+++ SUPPLIED MATERIAL

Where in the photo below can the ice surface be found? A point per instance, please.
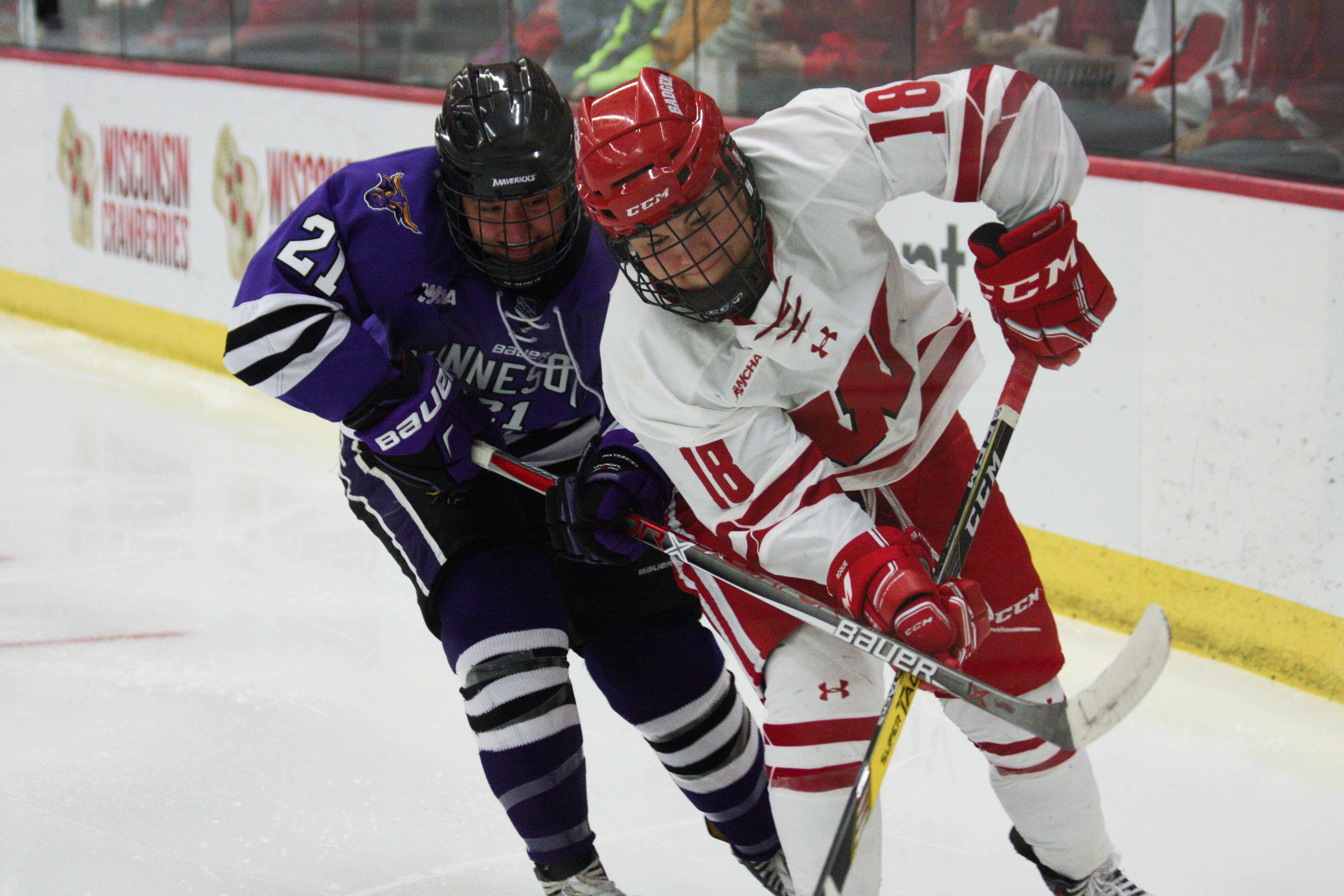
(292, 729)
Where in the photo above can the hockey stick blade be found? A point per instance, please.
(1096, 710)
(1104, 702)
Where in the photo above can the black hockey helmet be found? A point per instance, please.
(506, 135)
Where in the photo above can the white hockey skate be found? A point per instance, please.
(1107, 881)
(773, 874)
(589, 882)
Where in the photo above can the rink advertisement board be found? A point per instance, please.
(1201, 436)
(159, 190)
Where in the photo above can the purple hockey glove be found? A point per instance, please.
(585, 511)
(421, 426)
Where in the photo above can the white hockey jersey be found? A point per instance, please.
(855, 362)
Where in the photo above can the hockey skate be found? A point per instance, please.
(1107, 881)
(772, 871)
(591, 881)
(773, 874)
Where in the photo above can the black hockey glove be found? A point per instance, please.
(585, 511)
(420, 425)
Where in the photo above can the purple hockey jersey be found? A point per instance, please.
(365, 269)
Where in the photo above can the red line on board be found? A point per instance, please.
(104, 637)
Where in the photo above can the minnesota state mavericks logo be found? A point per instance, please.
(389, 195)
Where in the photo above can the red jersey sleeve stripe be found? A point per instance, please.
(947, 366)
(1014, 97)
(1010, 750)
(972, 128)
(822, 731)
(815, 781)
(1058, 760)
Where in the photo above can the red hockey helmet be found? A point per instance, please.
(651, 151)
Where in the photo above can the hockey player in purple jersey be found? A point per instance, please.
(456, 292)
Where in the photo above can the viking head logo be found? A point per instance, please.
(389, 195)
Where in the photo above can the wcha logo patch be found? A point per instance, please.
(389, 195)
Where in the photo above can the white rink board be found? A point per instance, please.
(1202, 431)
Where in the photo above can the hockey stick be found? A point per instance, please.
(1069, 725)
(865, 796)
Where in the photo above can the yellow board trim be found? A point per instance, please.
(1286, 641)
(1277, 639)
(116, 320)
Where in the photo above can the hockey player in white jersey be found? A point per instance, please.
(804, 363)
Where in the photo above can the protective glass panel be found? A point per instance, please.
(425, 42)
(182, 30)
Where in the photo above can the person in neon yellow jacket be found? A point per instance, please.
(665, 34)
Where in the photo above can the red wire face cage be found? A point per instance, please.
(653, 151)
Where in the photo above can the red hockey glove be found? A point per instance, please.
(1044, 288)
(881, 577)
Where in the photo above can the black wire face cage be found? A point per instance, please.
(518, 246)
(706, 236)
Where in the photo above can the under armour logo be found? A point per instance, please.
(843, 690)
(674, 547)
(821, 349)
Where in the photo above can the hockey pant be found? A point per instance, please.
(823, 699)
(823, 696)
(509, 614)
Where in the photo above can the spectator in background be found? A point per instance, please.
(958, 34)
(702, 41)
(1288, 113)
(1204, 62)
(691, 38)
(853, 43)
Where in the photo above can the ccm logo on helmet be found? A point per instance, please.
(416, 420)
(1025, 289)
(669, 97)
(648, 203)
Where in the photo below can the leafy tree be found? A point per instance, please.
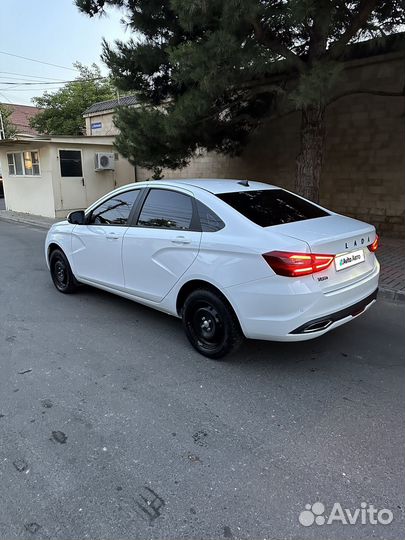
(208, 72)
(9, 128)
(62, 111)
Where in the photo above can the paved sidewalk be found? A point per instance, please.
(391, 255)
(28, 219)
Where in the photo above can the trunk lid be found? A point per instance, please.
(344, 237)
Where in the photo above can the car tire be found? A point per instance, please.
(210, 324)
(62, 275)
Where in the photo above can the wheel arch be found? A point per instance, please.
(51, 248)
(194, 284)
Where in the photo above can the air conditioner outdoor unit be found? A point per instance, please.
(104, 161)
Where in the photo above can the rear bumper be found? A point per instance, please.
(278, 308)
(322, 323)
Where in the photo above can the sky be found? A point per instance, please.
(52, 31)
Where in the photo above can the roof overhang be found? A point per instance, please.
(58, 139)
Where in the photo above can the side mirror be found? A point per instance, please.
(77, 217)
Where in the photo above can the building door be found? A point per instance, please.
(73, 185)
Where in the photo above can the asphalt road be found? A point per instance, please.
(111, 426)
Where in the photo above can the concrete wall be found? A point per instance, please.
(29, 194)
(364, 166)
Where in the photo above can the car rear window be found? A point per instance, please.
(269, 207)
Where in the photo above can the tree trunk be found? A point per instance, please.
(309, 161)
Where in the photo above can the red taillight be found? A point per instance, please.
(289, 264)
(374, 246)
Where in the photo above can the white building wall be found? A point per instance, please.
(29, 194)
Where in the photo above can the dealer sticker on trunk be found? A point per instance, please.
(349, 259)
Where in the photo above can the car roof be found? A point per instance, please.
(214, 185)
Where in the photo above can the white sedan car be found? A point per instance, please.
(232, 258)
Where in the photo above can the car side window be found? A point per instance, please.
(210, 222)
(116, 210)
(166, 209)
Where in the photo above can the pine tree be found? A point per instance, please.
(62, 111)
(208, 72)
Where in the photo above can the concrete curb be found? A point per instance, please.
(33, 223)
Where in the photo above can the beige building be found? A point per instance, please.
(50, 176)
(364, 162)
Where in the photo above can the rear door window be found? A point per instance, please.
(270, 207)
(114, 211)
(166, 209)
(209, 221)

++++++

§ **SHORT EXERCISE**:
Put the lines of the material from the one containing "Where in the photo above can the side" through the last line into a numbered list, including both ends and leaving out any blank lines.

§ **SOLUTION BELOW**:
1. Where in the photo above can the side mirror be found? A point per instance, please.
2. (77, 217)
3. Where in the photo above can the building door be found? A point per instance, please.
4. (73, 185)
5. Where in the photo above can the asphalt road be found? A point per instance, please.
6. (111, 426)
7. Where in the photo above can the concrete wall be found? A point per instance, please.
8. (29, 194)
9. (364, 166)
10. Where in the photo above can the car rear window be found? A point per instance, please.
11. (269, 207)
12. Where in the photo above can the tree trunk be found? A point per instance, please.
13. (309, 161)
14. Where in the photo above can the red taillight be found? A point per instance, please.
15. (289, 264)
16. (374, 246)
17. Where in the photo above can the white building wall be found? A point per instance, please.
18. (29, 194)
19. Where in the photo above can the dealer sticker on trunk be found? A point per instance, please.
20. (349, 259)
21. Where in the photo above can the car roof be found? A point per instance, please.
22. (214, 185)
23. Where in the photo above can the white sedan car be found? A point per instance, please.
24. (232, 258)
25. Where in the photo above can the car side window be found? A point per instance, please.
26. (210, 222)
27. (116, 210)
28. (166, 209)
29. Where in the photo above can the pine tree be found? A point per instance, please.
30. (62, 111)
31. (208, 72)
32. Where in the photo above can the concrete curb be found? A point per instance, please.
33. (33, 223)
34. Where in the photo above can the beige building be found? A point per instance, please.
35. (50, 176)
36. (364, 162)
37. Where in the photo above can the rear door window be found? A point per instance, please.
38. (270, 207)
39. (114, 211)
40. (166, 209)
41. (209, 221)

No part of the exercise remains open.